## [What is required]
Replace "ruffled hem" with "lace hem" in the lines starting at the one containing "written like (22,380)." and ending at the last of the entries. Give those lines again with nothing else changed.

## [Excerpts from point annotation data]

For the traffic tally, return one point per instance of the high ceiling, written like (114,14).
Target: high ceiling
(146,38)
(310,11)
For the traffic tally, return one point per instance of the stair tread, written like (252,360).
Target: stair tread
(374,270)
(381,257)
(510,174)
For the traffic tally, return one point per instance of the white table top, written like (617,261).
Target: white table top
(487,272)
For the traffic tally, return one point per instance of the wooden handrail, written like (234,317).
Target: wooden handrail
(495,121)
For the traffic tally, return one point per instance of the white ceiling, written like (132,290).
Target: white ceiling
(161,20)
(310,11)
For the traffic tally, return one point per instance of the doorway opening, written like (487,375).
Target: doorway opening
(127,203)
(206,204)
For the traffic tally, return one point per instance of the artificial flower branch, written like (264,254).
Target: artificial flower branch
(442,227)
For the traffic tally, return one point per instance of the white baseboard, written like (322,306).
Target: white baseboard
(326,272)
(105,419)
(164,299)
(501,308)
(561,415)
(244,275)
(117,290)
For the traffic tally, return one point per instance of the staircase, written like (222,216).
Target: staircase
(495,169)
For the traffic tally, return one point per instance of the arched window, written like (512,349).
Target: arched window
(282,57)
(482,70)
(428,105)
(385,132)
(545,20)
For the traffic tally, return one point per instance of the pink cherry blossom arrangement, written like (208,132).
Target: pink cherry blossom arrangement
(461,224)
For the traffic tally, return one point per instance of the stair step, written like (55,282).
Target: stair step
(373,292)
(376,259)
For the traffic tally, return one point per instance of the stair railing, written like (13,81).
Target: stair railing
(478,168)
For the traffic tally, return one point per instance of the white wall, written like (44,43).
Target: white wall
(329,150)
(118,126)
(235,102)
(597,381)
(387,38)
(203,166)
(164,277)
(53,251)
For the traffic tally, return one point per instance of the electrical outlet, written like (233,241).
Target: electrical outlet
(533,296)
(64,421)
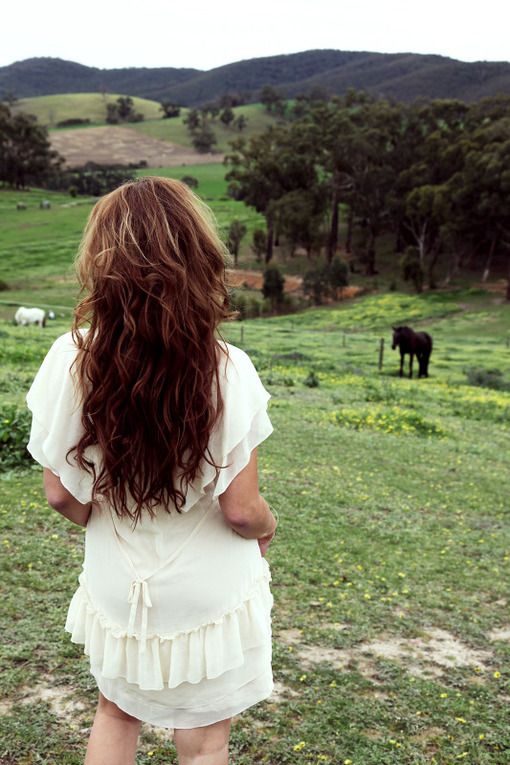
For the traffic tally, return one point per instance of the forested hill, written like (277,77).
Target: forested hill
(403,76)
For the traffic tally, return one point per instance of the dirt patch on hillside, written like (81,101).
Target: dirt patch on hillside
(121,145)
(428,656)
(255,279)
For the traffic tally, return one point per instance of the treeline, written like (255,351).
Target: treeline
(26,155)
(26,158)
(434,174)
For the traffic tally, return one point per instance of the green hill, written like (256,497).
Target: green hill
(52,109)
(403,76)
(175,131)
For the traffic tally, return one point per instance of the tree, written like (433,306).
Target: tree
(203,139)
(227,116)
(273,285)
(315,285)
(259,243)
(192,120)
(412,270)
(112,114)
(169,109)
(240,123)
(272,100)
(25,152)
(236,232)
(337,276)
(269,166)
(122,111)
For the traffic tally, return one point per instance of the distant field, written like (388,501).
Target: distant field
(37,247)
(174,129)
(52,109)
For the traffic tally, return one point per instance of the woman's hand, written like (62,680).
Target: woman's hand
(264,543)
(63,501)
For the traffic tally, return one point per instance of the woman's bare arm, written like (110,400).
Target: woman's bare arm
(243,507)
(63,502)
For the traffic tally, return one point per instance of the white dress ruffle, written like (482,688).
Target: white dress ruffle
(174,615)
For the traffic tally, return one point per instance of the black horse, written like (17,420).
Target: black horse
(413,343)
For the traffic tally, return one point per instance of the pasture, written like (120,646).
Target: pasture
(50,110)
(390,566)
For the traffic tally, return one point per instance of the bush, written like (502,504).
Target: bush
(73,121)
(486,378)
(312,381)
(190,181)
(14,435)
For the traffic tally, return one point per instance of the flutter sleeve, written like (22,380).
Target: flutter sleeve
(245,422)
(56,419)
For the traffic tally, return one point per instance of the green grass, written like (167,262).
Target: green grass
(38,247)
(385,535)
(175,131)
(52,109)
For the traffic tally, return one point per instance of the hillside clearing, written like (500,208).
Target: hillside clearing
(122,145)
(50,110)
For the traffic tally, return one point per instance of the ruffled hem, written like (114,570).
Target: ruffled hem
(205,652)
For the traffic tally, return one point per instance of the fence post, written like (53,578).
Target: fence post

## [Solution]
For the traffic tally, return one point per instance of the flutter sleeve, written like (22,380).
Target: flutter sleeve
(245,422)
(56,419)
For the traffic tally, return one point per instance of the green grass, written like (167,262).
Target: green grass
(38,247)
(385,535)
(175,131)
(52,109)
For the traffic tally, return one point per instance of the hillside clearing, written like (500,208).
Target: hillside clearing
(122,145)
(50,110)
For the traffic tally, return one point per instance of the lace hem, written like (114,570).
Target: lace hem
(205,652)
For the traffic tally, return one point per instance of the fence post, written like (53,578).
Target: fence post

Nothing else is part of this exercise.